## begin Data shown

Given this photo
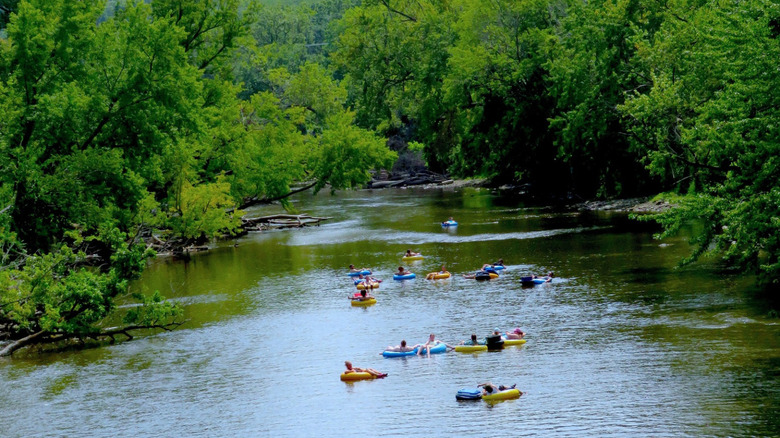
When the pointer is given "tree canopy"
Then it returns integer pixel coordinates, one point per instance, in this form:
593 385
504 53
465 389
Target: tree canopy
117 126
122 119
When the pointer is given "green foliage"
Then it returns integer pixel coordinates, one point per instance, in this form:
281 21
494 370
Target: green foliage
346 153
709 126
201 211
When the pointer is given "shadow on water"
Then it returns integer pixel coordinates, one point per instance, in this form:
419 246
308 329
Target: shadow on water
621 343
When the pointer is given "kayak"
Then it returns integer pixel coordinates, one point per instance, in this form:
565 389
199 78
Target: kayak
356 273
367 302
502 395
351 377
470 348
437 275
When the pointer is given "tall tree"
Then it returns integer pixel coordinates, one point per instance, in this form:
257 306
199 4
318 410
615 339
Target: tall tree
709 126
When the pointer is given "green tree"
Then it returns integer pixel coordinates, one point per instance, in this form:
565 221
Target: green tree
592 69
709 127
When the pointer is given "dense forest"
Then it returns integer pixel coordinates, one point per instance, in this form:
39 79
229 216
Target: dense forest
126 119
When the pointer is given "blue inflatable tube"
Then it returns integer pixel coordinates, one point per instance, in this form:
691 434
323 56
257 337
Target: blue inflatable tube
441 347
363 272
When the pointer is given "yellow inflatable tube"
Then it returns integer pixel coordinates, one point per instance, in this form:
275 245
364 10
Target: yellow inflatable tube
351 377
513 342
367 302
470 348
372 285
503 395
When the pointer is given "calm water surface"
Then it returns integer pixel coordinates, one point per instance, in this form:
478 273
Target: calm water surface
621 344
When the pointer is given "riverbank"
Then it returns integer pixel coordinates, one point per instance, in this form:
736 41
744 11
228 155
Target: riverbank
632 205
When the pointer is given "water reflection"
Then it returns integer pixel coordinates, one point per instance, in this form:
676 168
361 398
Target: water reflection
623 343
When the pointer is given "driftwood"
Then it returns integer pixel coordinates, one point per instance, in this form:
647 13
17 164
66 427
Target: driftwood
409 179
44 337
281 221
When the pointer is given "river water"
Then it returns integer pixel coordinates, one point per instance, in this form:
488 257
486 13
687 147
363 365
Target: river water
621 343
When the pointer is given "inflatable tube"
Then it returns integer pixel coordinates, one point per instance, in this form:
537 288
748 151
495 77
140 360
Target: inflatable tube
389 353
367 302
372 285
502 395
439 348
468 394
470 348
513 342
351 377
356 273
482 276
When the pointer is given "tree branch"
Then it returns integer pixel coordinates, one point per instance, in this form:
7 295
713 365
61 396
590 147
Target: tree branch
396 11
19 343
254 200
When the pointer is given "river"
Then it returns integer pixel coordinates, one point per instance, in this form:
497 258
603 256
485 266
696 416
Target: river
621 343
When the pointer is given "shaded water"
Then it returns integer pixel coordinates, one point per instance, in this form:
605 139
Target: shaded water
621 344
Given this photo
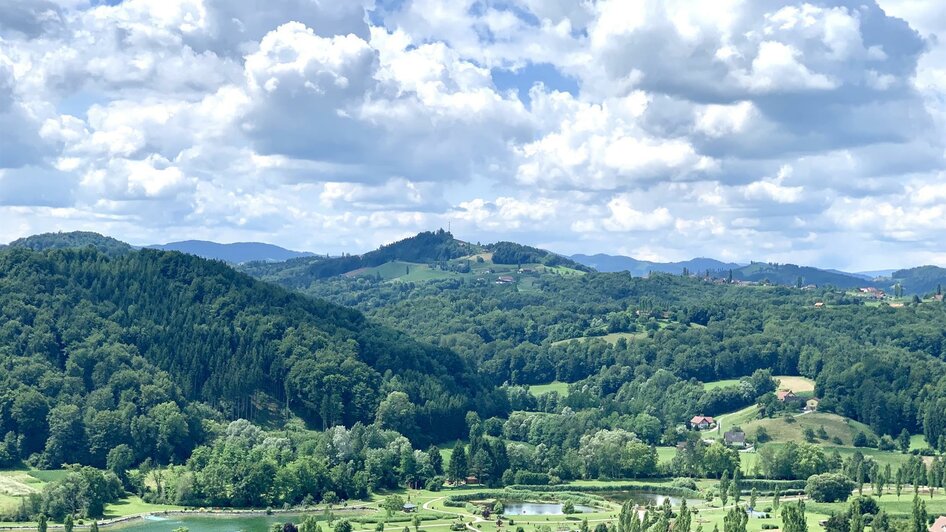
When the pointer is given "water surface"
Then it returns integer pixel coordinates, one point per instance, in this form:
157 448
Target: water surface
542 508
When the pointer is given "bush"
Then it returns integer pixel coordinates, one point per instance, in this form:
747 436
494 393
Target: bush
829 487
868 505
685 483
886 443
860 440
531 478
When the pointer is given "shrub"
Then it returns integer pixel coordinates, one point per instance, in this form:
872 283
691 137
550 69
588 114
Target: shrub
829 487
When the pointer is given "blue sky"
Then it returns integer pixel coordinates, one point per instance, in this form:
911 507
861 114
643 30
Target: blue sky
789 131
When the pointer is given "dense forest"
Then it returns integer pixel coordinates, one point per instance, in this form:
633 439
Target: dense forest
877 364
187 382
130 343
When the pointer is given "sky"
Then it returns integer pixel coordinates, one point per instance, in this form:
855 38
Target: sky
786 131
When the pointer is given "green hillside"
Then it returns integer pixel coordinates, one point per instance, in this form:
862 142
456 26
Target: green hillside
173 327
73 240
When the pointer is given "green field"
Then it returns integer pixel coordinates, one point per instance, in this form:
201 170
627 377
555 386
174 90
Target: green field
781 430
918 441
404 271
799 385
611 338
557 386
712 385
738 418
133 506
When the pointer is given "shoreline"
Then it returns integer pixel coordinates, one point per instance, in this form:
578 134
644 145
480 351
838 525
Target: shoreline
127 519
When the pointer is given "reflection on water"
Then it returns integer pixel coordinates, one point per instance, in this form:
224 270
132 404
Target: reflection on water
645 498
235 523
541 508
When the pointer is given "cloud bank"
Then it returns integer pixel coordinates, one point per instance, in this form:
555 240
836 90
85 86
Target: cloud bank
782 130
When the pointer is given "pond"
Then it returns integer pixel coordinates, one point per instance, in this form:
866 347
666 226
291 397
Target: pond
542 508
646 498
228 523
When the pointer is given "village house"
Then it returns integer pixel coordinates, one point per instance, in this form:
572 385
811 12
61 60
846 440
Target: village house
735 438
702 422
873 292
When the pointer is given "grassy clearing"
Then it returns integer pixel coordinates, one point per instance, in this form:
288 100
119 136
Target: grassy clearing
780 430
798 385
918 441
738 418
556 386
134 506
611 338
666 454
15 484
720 384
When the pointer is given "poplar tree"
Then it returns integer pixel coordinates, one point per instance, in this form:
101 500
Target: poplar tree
682 524
793 518
735 520
919 519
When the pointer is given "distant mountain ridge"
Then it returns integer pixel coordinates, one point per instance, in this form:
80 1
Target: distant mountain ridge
235 253
73 240
918 280
297 268
618 263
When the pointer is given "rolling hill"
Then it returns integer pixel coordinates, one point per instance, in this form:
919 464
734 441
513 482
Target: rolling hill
425 256
791 274
73 240
640 268
235 253
225 339
920 280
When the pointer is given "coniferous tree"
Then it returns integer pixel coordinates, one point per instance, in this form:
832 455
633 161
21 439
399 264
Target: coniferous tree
683 521
919 517
793 518
735 520
458 467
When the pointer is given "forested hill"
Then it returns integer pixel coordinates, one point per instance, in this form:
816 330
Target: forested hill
73 240
791 274
422 248
437 254
632 345
125 335
235 253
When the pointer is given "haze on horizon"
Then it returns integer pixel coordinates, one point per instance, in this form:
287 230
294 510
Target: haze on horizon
787 131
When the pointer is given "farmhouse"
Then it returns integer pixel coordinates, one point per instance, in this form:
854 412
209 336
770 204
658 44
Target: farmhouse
702 422
735 438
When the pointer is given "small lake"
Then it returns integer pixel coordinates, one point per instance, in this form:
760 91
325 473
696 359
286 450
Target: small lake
542 508
228 523
645 498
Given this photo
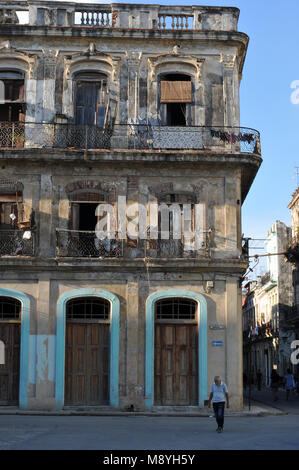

## end Data shown

• Challenge:
How many lines of the records above contain the string "tree"? Case counts. Give only the number.

• Correct response:
12